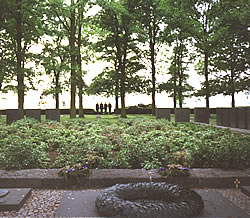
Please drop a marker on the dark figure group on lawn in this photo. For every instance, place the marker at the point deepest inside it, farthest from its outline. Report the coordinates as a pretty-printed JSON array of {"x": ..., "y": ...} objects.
[{"x": 103, "y": 108}]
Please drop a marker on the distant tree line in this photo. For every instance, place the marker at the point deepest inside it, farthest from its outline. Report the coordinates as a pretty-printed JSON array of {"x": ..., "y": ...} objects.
[{"x": 128, "y": 34}]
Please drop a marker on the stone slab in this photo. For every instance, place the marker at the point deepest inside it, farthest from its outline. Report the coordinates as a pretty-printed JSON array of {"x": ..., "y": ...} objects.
[
  {"x": 201, "y": 115},
  {"x": 163, "y": 113},
  {"x": 245, "y": 190},
  {"x": 82, "y": 204},
  {"x": 182, "y": 115},
  {"x": 15, "y": 199},
  {"x": 218, "y": 206},
  {"x": 13, "y": 115},
  {"x": 242, "y": 119},
  {"x": 33, "y": 113},
  {"x": 107, "y": 177},
  {"x": 226, "y": 117},
  {"x": 233, "y": 117},
  {"x": 248, "y": 117},
  {"x": 52, "y": 114}
]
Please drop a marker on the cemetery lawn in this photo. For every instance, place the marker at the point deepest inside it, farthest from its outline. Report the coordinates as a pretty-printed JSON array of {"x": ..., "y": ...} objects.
[{"x": 137, "y": 142}]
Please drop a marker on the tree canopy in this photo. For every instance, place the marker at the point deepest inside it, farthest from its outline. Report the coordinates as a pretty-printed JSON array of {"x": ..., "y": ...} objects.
[{"x": 127, "y": 35}]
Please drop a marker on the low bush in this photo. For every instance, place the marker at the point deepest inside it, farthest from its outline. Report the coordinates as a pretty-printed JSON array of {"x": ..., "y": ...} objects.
[{"x": 137, "y": 143}]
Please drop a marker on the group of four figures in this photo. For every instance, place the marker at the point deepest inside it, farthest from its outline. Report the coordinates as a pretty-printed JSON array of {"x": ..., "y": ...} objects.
[{"x": 103, "y": 107}]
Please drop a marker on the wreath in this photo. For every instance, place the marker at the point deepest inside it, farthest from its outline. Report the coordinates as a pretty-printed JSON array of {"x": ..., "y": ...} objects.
[{"x": 149, "y": 200}]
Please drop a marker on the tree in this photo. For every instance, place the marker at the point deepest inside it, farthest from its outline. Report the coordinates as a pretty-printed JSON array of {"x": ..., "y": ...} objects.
[
  {"x": 231, "y": 59},
  {"x": 70, "y": 18},
  {"x": 22, "y": 27},
  {"x": 118, "y": 25},
  {"x": 202, "y": 24},
  {"x": 177, "y": 85},
  {"x": 55, "y": 61},
  {"x": 150, "y": 17}
]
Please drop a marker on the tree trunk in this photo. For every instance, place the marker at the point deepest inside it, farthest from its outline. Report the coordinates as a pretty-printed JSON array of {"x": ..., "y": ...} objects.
[
  {"x": 116, "y": 102},
  {"x": 57, "y": 89},
  {"x": 206, "y": 79},
  {"x": 73, "y": 63},
  {"x": 20, "y": 73},
  {"x": 79, "y": 63},
  {"x": 232, "y": 87},
  {"x": 123, "y": 78},
  {"x": 152, "y": 58}
]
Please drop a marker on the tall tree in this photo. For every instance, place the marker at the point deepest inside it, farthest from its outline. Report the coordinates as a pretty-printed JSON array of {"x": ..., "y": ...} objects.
[
  {"x": 150, "y": 17},
  {"x": 201, "y": 22},
  {"x": 118, "y": 24},
  {"x": 230, "y": 61},
  {"x": 22, "y": 27},
  {"x": 70, "y": 18}
]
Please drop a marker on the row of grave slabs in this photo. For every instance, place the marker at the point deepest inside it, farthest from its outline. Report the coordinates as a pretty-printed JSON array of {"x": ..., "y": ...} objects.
[{"x": 81, "y": 203}]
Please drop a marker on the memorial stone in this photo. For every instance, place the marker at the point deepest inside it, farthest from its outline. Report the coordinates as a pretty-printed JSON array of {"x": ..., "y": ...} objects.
[
  {"x": 242, "y": 118},
  {"x": 226, "y": 117},
  {"x": 13, "y": 115},
  {"x": 233, "y": 117},
  {"x": 182, "y": 115},
  {"x": 163, "y": 113},
  {"x": 52, "y": 114},
  {"x": 219, "y": 116},
  {"x": 34, "y": 113},
  {"x": 201, "y": 115}
]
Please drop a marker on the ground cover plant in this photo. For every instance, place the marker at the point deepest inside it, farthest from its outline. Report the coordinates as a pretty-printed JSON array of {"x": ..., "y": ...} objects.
[{"x": 126, "y": 143}]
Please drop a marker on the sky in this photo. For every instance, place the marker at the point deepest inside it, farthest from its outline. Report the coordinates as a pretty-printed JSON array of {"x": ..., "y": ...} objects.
[{"x": 31, "y": 101}]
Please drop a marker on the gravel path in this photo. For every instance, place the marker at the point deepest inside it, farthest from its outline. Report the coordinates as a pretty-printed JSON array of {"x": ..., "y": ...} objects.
[{"x": 43, "y": 203}]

Problem to solve —
Repeat the records above exactly, leaving out any pictures they contain.

Correct result —
Please drop a marker on the dark figure group on lawn in this photo. For every instance, place the marker at the point deepest inside it, farthest from its outline. Report the coordinates as a pretty-printed JSON array of {"x": ..., "y": ...} objects.
[{"x": 103, "y": 108}]
Please drop a marker on the distant tree line in this photo. For every instance, place the marker at the point deepest inside it, farthest from its outline. Report the coordinates as a pretty-printed JSON array of {"x": ..., "y": ...} objects.
[{"x": 128, "y": 34}]
Please drop a marker on the stone slab in this photo. For every instance, place the marker at the point deepest inside it, farthest from its outline. Report the coordinates as a pretty-printed JSON array of {"x": ..., "y": ...} objects.
[
  {"x": 201, "y": 115},
  {"x": 163, "y": 113},
  {"x": 245, "y": 190},
  {"x": 82, "y": 204},
  {"x": 182, "y": 115},
  {"x": 15, "y": 199},
  {"x": 218, "y": 206},
  {"x": 13, "y": 115},
  {"x": 242, "y": 119},
  {"x": 33, "y": 113},
  {"x": 107, "y": 177},
  {"x": 226, "y": 117},
  {"x": 233, "y": 117},
  {"x": 248, "y": 117},
  {"x": 52, "y": 114}
]
Please drop a marker on the cemetery lawn in this photo. For every instance, place the marker at the point deepest inside it, farthest from its outline. Report the coordinates as a pretty-printed JSON array of {"x": ..., "y": ...} objects.
[{"x": 137, "y": 142}]
Please drop a marker on the tree canopy in this photo. For every instance, place the marker at the point deepest inside it, farthest from its outline. Report the coordinates as a pretty-printed JSON array of {"x": ..., "y": ...} objects.
[{"x": 127, "y": 35}]
Please drop a marker on the low bush in this photo. For every instance, place the marker at the point deepest inside it, farthest from its outline. Report the coordinates as a pretty-printed JSON array of {"x": ..., "y": ...} objects.
[{"x": 137, "y": 143}]
Please drop a marker on the group of four figures in this photo. For every instance, place the marker at the point deepest inside it, farthest from its outline. Report the coordinates as a pretty-printed JSON array of {"x": ..., "y": ...} objects.
[{"x": 103, "y": 107}]
Please drop a marker on the wreath in this photo. For every instance, place the marker at the point deepest inside it, farthest from its outline. Report the coordinates as a pretty-printed JSON array of {"x": ..., "y": ...} objects.
[{"x": 149, "y": 200}]
Please drop a marker on the tree in this photo. For every instance, place the marker at the point deepest inside it, farthest from its outline. Report the coordinates as a pretty-printed JSON array of {"x": ..., "y": ...} objects.
[
  {"x": 231, "y": 59},
  {"x": 70, "y": 18},
  {"x": 22, "y": 27},
  {"x": 118, "y": 25},
  {"x": 202, "y": 24},
  {"x": 177, "y": 85},
  {"x": 55, "y": 61},
  {"x": 150, "y": 17}
]
Please drop a marker on the tree trunk in this photo. For every instance, place the marker at the point deepest inside it, farthest from its outline. Report the coordinates as a pretty-printed JSON array of {"x": ..., "y": ...} objects.
[
  {"x": 116, "y": 102},
  {"x": 57, "y": 89},
  {"x": 206, "y": 79},
  {"x": 73, "y": 63},
  {"x": 20, "y": 73},
  {"x": 79, "y": 63},
  {"x": 232, "y": 87},
  {"x": 123, "y": 78},
  {"x": 152, "y": 58}
]
Please drop a marker on the tall tree in this photo. For every instance, place the marker at the point deepest inside it, farthest from its outline. Report the coordinates as a pretty-printed JSON array of {"x": ..., "y": ...} objects.
[
  {"x": 150, "y": 17},
  {"x": 201, "y": 22},
  {"x": 118, "y": 24},
  {"x": 230, "y": 61},
  {"x": 22, "y": 27},
  {"x": 70, "y": 18}
]
Please drop a marker on the row of grave slabs in this photo. For every instance, place the marker at the point deepest inside it, farthest from its outline. Report the coordinates as a pretty-printed JSON array of {"x": ..., "y": ...} objects.
[{"x": 81, "y": 203}]
Please drop a marker on the memorial stone in this photo. For every instance, place the marker at the point deepest inside it, farthest from its outline. Report the coordinates as a pretty-printed JSON array of {"x": ..., "y": ...} objects.
[
  {"x": 242, "y": 118},
  {"x": 226, "y": 117},
  {"x": 13, "y": 115},
  {"x": 233, "y": 117},
  {"x": 182, "y": 115},
  {"x": 163, "y": 113},
  {"x": 52, "y": 114},
  {"x": 219, "y": 116},
  {"x": 34, "y": 113},
  {"x": 201, "y": 115}
]
Please drop a marker on the ground cover plant in this photo. For every instance, place the marker at the point deepest inside it, farthest from its outline. Report the coordinates as a pretty-printed JSON array of {"x": ..., "y": ...} objects.
[{"x": 126, "y": 143}]
Please drop a marker on the sky in this photo. For every instance, place the marker at the point deepest inside it, farthest from its outline. Report the coordinates as a pretty-printed JSON array of {"x": ..., "y": ...} objects.
[{"x": 31, "y": 101}]
Please drop a marker on the gravel path in this photo. For every instance, place the marker at the point deepest inside it, farthest from its outline. Report the coordinates as a pretty-printed JSON array of {"x": ..., "y": ...} objects.
[{"x": 43, "y": 203}]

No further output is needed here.